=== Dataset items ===
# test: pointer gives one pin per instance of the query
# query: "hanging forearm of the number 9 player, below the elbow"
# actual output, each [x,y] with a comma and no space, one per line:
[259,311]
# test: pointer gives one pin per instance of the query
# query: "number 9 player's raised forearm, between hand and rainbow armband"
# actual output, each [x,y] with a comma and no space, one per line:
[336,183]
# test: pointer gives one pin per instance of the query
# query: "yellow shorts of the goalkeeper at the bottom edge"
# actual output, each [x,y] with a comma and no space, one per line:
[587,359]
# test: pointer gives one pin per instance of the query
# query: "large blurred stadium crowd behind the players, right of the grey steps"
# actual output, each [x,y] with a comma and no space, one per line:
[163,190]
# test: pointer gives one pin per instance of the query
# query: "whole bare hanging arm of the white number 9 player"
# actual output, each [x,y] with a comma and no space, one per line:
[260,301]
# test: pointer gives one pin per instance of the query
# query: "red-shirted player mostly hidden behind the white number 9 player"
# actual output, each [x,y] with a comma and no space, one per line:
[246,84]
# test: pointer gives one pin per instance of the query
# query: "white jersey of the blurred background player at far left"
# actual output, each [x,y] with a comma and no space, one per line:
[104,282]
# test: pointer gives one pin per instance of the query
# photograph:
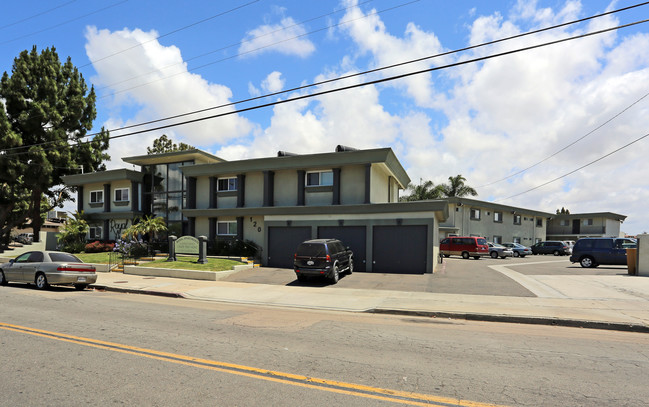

=== About this exercise ===
Nothing but an exact copy of the lines from the start of the entries through the line containing "9 player's raised" belongs in the response.

=== Output below ===
# test: pointer gives one pin per instance of the query
# query: "hanging forearm of the number 9 player, below the elbow"
# actual output, each [x,y] with a comma and no space, one per line:
[259,311]
# test: pointer gives one pin per instance of the query
# query: "number 9 player's raised forearm, between hand and rainbow armband"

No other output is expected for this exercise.